Write out each line of the entries exactly, starting at the first and finishing with the line that contains "of the green".

──────── GIVEN INFORMATION

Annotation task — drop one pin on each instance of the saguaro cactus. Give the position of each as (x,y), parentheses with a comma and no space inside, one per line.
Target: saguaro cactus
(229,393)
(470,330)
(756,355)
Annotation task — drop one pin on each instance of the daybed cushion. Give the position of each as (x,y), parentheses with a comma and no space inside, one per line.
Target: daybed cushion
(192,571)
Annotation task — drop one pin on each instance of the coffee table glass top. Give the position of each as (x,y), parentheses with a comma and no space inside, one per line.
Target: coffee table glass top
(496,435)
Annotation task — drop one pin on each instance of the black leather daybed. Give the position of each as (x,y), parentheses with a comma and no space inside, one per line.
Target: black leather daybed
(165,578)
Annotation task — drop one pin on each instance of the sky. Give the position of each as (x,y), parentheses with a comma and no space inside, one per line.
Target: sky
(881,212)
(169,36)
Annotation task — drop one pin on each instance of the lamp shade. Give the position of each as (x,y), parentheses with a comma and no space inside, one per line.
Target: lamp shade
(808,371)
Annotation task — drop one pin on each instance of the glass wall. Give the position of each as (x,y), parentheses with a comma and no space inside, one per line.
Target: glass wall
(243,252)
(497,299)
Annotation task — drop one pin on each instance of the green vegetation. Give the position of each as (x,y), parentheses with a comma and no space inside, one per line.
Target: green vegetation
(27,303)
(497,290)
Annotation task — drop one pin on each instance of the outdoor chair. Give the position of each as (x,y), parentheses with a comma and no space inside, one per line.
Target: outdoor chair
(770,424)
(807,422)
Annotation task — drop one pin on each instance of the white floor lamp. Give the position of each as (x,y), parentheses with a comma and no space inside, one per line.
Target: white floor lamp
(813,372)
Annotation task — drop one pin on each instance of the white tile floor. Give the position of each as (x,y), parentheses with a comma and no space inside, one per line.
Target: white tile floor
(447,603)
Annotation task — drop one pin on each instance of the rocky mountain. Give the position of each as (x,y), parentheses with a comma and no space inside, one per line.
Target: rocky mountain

────────────────

**ANSWER TO THE EXERCISE:**
Annotation task — drop one pin on each instance of the saguaro cactus. Give the position of each as (x,y), parentheses with a comma and no space inside, one per line.
Target: saguaro cactus
(229,393)
(470,330)
(756,355)
Annotation task — drop one pin on each instance of the daybed cushion. Give the position of each as (x,y), parentheses with a comma and no space inside, one per line.
Target: daybed cushion
(192,571)
Annotation task — drop one pin on each instance of the coffee table glass top. Give the position of each as (x,y), parentheses with a comma and no space inside, one per line.
Target: coffee table glass top
(496,435)
Annotation task — drop one pin on each instance of the black leather daybed. Give the position of each as (x,y), parentheses with a comma and no space inside, one per line.
Target: black leather daybed
(165,578)
Annotation task — drop one pin on each instance of the sky. Give the position of each as (x,y), parentheses with a comma and no space inside, one per line.
Target: sky
(881,212)
(169,36)
Annotation task — drop one pin on each instance of the lamp shade. Give the position of each as (x,y), parentheses with a comma and no space inside, one per line.
Target: lamp shade
(808,371)
Annotation task — drop one pin on each instance of the glass wall. Give the position of each as (x,y), parentheses with a comma and no space inside, one per line.
Target: glass wall
(243,252)
(497,299)
Annotation task — drop one pin on each instance of the green vegetation. Give the position of each as (x,y), parentheses with a comma and no space inside, one per line.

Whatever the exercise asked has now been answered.